WORK INSTRUCTIONS
Summarize the report on Lithium Australia's response to the COVID-19 crisis in two sentences.

SUPPLIED TEXT
Lithium Australia will focus on ramping up revenues from its Envirostream battery recycling plant in Melbourne whilst implementing targeted austerity measures to preserve as much of its $3.3m cash balance as it can throughout the global COVID-19 crisis.  The company also said it is expecting Soluna Australia to generate revenues from battery sales during the current quarter whilst exploration and technology development expenditures will be deferred.

Management said its plan to focus on elements of its business that can generate revenues in the near term whilst deferring spending on cash-gobbling items such as research and development and in particular on exploration, should help the company to preserve its $3.3m bank balance lifeline as the Coronavirus ravages public markets.

This is likely to impact its Medcalf spodumene deposit near Lake Johnston in Western Australia where the company had earlier identified strongly mineralised, lithium-bearing pegmatite swarms.  Lithium Australia’s technical team interpreted an exploration target back in April last year at Medcalf that it said had a potential volume of between 5Mt and 8Mt of mineralised rock containing 0.8-1.2 per cent lithium oxide.

Lithium Australia upped its ownership in Envirostream, a battery recycling business, to 90 per cent in February this year after the second shipment of mixed metal dust left its recently expanded recycling plant in Campbellfield, Victoria. 

The mixed metal dust product from the plant is a cocktail of lucrative minerals recovered from the recycling of lithium-ion batteries.  The minerals and metals recovered include cobalt, nickel, lithium and graphite.

Late last year, the Perth-based company joined forces with Chinese firm, DLG Group, forming a 50:50 incorporated joint venture to be known as Soluna Australia Pty Ltd that will sell lithium-ion battery and energy storage products as it seeks to disrupt the rapidly expanding Australian renewables market.

The company said sales revenues from the marketing of batteries by its team here in Australia are expected to commence this quarter.

Other cost-reduction measures include the company’s board taking half its board fees in shares, employees taking on reduced hours and some employees sacrificing salary for shares in the company.  Management has reduced rental costs across both offices and factory spaces and is accessing Federal Government subsidies that are available during this turbulent period.

Lithium Australia Managing Director, Adrian Griffin said:

"We at Lithium Australia are deeply concerned for the health and well-being of Group employees, as well as their families, dependents and friends, in these difficult times. We encourage everyone to show concern for others and act with caution regarding their own exposure to COVID-19. Let’s all hope for a speedy global recovery from the pandemic, for resumption of normal life as soon as possible and for the continued success of our business, for the benefit of all stakeholders."

INPUT DATA

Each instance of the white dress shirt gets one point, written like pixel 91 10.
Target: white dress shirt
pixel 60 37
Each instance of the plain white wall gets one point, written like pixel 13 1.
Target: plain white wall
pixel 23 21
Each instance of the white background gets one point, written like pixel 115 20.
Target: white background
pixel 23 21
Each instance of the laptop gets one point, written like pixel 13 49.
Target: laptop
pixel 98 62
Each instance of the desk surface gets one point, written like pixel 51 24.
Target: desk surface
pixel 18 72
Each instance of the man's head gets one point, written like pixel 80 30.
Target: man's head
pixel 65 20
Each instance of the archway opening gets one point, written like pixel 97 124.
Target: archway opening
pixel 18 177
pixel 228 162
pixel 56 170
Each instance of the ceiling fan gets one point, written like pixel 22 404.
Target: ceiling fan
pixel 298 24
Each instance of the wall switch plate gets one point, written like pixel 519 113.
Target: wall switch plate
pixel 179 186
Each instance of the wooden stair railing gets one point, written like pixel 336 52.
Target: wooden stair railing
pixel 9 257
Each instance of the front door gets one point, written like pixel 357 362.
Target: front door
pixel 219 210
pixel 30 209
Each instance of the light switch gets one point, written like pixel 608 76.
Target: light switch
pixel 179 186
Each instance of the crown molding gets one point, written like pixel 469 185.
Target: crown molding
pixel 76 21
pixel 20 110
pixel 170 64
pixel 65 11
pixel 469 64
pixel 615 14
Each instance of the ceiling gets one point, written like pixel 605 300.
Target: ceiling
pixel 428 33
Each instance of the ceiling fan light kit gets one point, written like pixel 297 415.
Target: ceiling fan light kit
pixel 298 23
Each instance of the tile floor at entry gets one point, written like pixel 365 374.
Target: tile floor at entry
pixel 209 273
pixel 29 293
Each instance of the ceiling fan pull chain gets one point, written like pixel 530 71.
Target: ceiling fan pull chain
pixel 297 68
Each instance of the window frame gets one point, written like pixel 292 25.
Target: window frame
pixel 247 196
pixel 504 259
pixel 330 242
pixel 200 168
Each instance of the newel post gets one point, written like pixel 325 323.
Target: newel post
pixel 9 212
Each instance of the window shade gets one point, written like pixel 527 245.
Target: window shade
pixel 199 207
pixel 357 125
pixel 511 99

SOLUTION BELOW
To preserve its $3.3m cash balance during the COVID-19 crisis, Lithium Australia will focus on revenue from its Envirostream battery recycling plant and on battery sales it expects Soluna Australia to begin this quarter, while deferring exploration and technology development spending. Its other cost cuts include the board taking half its fees in shares, employees working reduced hours, some staff taking shares instead of salary, lower rental costs and access to Federal Government subsidies.